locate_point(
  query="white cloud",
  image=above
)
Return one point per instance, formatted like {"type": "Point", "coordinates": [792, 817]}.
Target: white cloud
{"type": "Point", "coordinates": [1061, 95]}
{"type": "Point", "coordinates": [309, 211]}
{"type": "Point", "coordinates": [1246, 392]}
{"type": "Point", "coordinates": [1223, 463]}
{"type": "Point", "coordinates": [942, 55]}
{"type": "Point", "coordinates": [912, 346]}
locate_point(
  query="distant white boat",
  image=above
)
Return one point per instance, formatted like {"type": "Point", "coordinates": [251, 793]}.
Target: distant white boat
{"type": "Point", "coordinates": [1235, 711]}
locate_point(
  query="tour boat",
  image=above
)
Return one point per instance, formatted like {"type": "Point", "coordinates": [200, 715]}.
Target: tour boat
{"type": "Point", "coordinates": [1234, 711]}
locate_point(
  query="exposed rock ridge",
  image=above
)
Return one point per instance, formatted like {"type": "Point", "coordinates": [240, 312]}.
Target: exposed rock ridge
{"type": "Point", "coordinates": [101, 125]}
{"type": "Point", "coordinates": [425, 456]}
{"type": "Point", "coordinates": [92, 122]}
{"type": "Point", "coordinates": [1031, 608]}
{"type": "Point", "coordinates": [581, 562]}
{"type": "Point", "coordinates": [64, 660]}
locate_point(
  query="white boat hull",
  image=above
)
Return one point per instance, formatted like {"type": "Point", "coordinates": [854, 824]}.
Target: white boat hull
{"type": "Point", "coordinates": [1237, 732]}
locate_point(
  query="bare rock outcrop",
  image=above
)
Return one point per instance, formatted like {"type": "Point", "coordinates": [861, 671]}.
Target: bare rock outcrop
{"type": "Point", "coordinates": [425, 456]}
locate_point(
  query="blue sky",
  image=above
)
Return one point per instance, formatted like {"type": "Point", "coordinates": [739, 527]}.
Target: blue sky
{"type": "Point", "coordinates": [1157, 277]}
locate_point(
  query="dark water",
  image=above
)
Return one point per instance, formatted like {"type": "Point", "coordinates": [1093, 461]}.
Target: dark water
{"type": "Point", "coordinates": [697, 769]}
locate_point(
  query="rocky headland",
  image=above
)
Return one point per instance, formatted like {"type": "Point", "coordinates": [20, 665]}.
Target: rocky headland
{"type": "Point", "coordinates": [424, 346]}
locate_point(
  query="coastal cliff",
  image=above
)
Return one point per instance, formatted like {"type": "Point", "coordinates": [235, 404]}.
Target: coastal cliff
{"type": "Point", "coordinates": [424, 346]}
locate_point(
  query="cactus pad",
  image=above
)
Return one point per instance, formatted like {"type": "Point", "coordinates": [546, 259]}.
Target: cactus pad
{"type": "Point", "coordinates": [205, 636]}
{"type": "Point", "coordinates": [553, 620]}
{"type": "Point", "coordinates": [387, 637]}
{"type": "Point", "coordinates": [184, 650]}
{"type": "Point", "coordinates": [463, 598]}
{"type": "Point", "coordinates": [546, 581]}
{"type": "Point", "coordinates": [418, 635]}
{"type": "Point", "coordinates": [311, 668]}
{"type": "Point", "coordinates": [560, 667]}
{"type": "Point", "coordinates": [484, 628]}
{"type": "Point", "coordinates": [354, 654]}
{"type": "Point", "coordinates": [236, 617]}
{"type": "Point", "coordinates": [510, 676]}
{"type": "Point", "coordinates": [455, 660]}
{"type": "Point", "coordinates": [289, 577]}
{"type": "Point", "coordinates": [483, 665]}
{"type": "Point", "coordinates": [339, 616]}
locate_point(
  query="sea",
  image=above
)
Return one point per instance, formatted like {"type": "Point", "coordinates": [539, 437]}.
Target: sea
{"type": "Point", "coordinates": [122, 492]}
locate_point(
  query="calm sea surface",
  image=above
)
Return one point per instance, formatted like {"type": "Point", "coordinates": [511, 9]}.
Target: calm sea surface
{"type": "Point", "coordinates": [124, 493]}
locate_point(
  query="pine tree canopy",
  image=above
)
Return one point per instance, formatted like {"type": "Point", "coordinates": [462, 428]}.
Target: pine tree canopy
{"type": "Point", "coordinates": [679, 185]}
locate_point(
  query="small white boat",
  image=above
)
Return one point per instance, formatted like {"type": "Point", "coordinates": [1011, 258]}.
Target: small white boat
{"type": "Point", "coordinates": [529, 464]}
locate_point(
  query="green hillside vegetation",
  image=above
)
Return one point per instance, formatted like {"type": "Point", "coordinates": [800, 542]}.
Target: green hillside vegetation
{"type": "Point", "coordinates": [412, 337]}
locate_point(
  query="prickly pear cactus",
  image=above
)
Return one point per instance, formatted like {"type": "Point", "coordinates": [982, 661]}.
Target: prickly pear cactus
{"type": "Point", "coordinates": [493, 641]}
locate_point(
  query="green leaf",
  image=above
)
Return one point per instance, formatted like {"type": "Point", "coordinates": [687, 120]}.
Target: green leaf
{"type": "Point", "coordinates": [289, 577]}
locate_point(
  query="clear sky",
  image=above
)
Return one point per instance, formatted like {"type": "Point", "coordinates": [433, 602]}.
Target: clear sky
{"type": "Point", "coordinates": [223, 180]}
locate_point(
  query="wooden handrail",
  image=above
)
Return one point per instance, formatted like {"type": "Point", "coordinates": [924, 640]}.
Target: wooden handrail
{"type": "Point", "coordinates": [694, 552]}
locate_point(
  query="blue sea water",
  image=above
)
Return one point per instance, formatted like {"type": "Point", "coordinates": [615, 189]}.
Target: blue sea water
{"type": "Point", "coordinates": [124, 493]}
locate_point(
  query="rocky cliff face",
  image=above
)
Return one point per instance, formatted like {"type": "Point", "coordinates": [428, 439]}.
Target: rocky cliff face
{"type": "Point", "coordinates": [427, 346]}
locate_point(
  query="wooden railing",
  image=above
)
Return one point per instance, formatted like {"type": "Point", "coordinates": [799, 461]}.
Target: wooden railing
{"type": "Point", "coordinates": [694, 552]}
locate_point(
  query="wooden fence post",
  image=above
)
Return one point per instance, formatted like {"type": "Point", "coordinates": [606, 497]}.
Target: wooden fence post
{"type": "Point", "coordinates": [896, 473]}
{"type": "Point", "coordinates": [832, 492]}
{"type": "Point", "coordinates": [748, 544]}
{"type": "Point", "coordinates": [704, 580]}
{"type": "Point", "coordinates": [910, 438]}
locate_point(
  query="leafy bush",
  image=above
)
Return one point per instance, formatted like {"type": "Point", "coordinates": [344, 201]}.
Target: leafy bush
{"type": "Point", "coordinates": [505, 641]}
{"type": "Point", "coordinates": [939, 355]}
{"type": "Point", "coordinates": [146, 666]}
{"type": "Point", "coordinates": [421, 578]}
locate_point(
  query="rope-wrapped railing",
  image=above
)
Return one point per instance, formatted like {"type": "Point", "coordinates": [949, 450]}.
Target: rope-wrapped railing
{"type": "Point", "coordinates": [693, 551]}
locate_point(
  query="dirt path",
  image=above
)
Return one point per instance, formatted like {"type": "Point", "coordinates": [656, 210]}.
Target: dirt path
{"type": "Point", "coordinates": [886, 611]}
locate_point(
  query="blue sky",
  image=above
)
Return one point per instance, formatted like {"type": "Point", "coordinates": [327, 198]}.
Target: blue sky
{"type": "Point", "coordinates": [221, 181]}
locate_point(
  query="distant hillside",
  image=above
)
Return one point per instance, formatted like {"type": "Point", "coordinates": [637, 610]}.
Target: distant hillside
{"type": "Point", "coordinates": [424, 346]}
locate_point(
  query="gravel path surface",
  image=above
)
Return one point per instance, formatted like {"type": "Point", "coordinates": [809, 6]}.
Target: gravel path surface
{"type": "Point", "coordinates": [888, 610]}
────────────────────
Task
Count the lines above that contain the string "railing", where case counts, and give only the number.

Correct response
4